**GOAL**
Copy every line of the records below, requests included, and shift each bounding-box coordinate in the answers up by 53. Leave the numbers in the requests as they are.

>> start

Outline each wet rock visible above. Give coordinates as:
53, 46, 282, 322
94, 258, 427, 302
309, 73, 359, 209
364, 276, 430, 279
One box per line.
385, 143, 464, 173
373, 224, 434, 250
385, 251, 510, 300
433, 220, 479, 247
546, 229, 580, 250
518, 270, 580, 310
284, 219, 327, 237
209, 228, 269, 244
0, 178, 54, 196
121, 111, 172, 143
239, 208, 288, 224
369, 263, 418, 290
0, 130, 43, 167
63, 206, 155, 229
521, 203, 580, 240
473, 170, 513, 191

>> end

**RESPONSE**
Outline each wet rock visible above. Give coordinates as:
53, 46, 282, 322
94, 258, 427, 302
309, 73, 359, 209
364, 276, 430, 279
One box per line.
438, 196, 517, 226
426, 277, 487, 303
438, 304, 563, 353
486, 273, 532, 300
599, 282, 633, 303
571, 323, 633, 363
337, 272, 380, 290
262, 281, 322, 297
53, 231, 107, 249
174, 164, 225, 196
292, 261, 341, 277
422, 316, 471, 343
53, 183, 96, 220
116, 259, 208, 282
574, 256, 633, 293
526, 223, 566, 244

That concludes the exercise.